Nesta: We're in love.
Feyre: Love won't feed a hungry belly.
Congratulations! You've found the love of your life! You've overcome nearly all the trials lovers need to overcome and you're this close to announcing your relationship to the world. You already have a wedding date planned and everything.
There's just one problem.
Your family can't pay the dowry.
A dowry (or dowernote ) is an ancient practice, possibly predating the Code of Hammurabi. Basically, it's payment (in the form of livestock, goods, property, money, or any combination of the four) that the bride's family pays to the husband's family. This is usually done to ensure that the newlyweds have some "seed money" to start a household - i.e., they don't start their married life broke. It's also useful incentive for the hubby to not be abusive, as the woman has certain rights to her dowry.
The practice of calling off a marriage - be it arranged or otherwise - due to the bride's family being unable to provide for her dowry was widely practiced in Europe and Asia. This presented a problem, especially to those who were marrying their daughter off for money. Thus, plots revolving around this trope often involve having to find the money for it or find another workaround.
The gender-inverted, less-done version is the bridewealth, in which the husband's family pays the bride's. Dowry and bridewealth are common in societies that favor arranged marriages. If the inheritance laws or customs are designed to keep the family wealth intact (e.g., primogeniture), then the dowry is a substitute for the bride's claims. Among renaissance Italian families, women were often considered a net loss and men a net profit because women took a dowry with them whereas men brought a dowry in.
A stereotypical situation is for a Funny Foreigner (usually from Qurac) to see a woman and instantly offer any number of barnyard animals to marry her, and be completely confused at the outrage, when five camels and a goat is an incredibly generous offer. Expect this trope to turn up in period pieces. Occasionally, the trope is inverted in the case of difficult, well-off brides, whose families are forced to raise their dowries just so someone will want to marry them.
- Crops up in A Bride's Story occasionally, such when a family has trouble marrying off their twin daughters because both are known troublemakers and the dowry needs to be accordingly large.
- Inverted in The Quiet Man, where the argument over a dowry provides the conflict. The husband cares nothing about the dowry that his brother-in-law refuses to pay, but his wife is very upset about her husband not receiving her dowry and is mad at her husband for not demanding it (not for the sake of the money itself, but what it represents).
━━━━━━
Written tasks |
1. For each statement, answer yes or no according to the text on dowries, and quote the words from the text that settle it.
(a) A dowry is paid by the bride's family to the husband's family.
(b) Bridewealth is the more commonly done version of the practice.
(c) In The Quiet Man, the husband insists on receiving the dowry.
2. Answer these questions from the text on dowries.
(a) Which legal code might the practice of dowry predate?
(b) Among which families were women often considered a net loss?
(c) In A Bride's Story, why does the dowry for the twin daughters need to be large?
3. Repeat word for word the passage of the text on dowries that begins at the words "- Crops up in" and ends after "be accordingly large.".
The listing has no connection to the text on dowries.

Data |
━━━━━━
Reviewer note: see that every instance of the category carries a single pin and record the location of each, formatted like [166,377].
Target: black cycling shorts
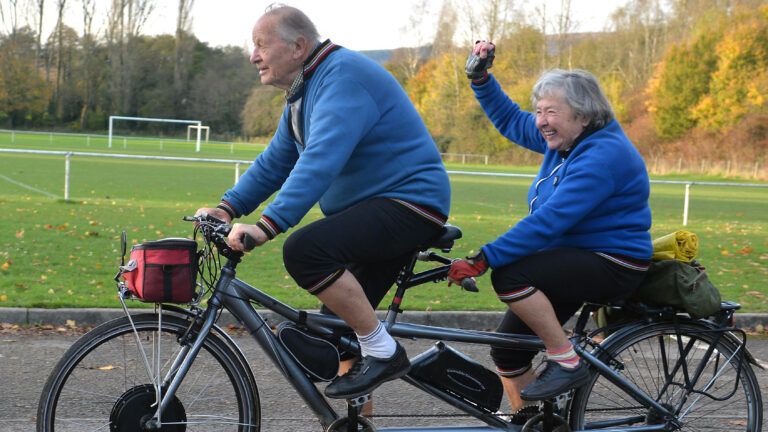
━━━━━━
Task-by-task answers |
1.
(a) Yes: "that the bride's family pays to the husband's family"
(b) No: "The gender-inverted, less-done version is the bridewealth"
(c) No: "The husband cares nothing about the dowry that his brother-in-law refuses to pay"

2.
(a) The Code of Hammurabi.
(b) Renaissance Italian families.
(c) Both daughters are known troublemakers.

3.
- Crops up in A Bride's Story occasionally, such when a family has trouble marrying off their twin daughters because both are known troublemakers and the dowry needs to be accordingly large.